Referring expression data
<<<<

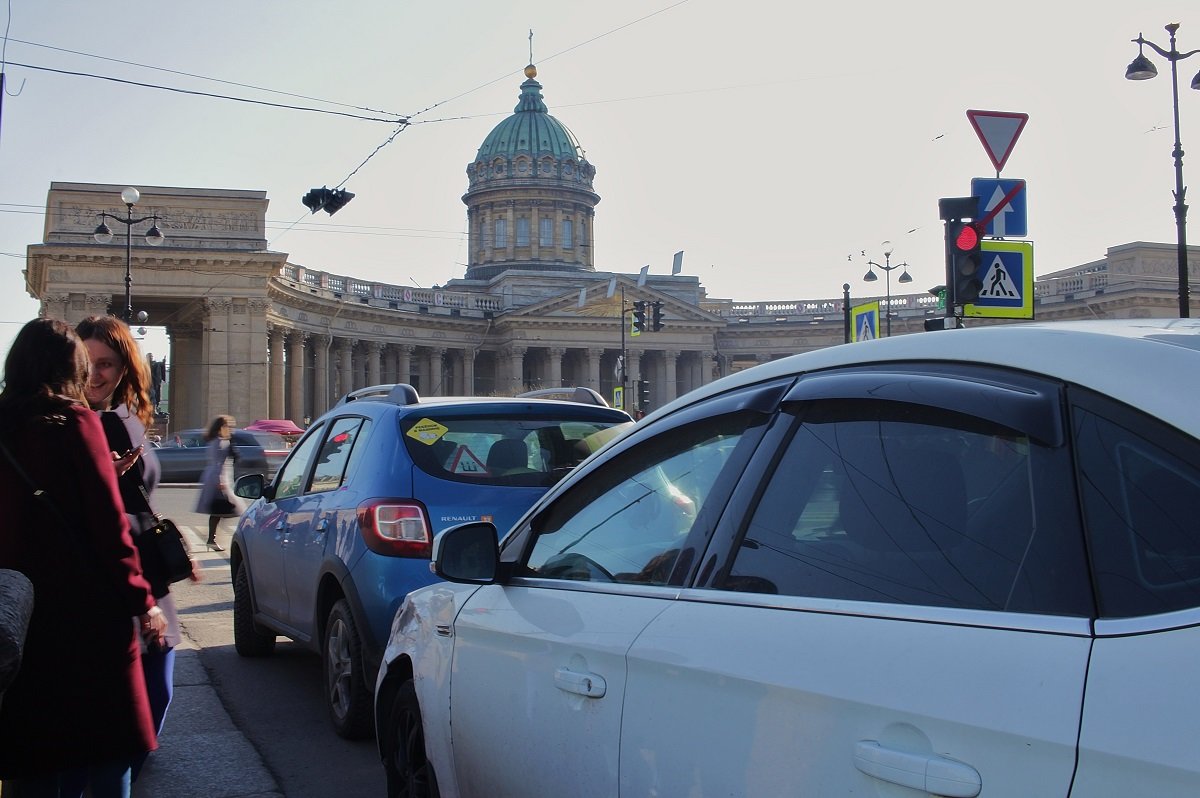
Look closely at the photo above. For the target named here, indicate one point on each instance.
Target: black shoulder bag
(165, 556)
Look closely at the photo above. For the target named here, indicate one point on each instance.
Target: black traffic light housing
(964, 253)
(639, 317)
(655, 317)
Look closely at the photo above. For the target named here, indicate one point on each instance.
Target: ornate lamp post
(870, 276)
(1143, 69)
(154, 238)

>>>>

* **About this task**
Each line above must be repeated exactly in the answer, with pictures omitted.

* **Your solution**
Look closely at the photo above. For the target named here, indicate one point on each instance.
Target: black shoulder bag
(165, 556)
Look closely at the photo above. For the target named here, indicate one point on each instance.
Target: black traffic light housing
(964, 253)
(639, 317)
(655, 317)
Look closely at the photo above. For the target named here, indicate one point on each instance.
Target: ornate lamp post
(870, 276)
(1143, 69)
(154, 238)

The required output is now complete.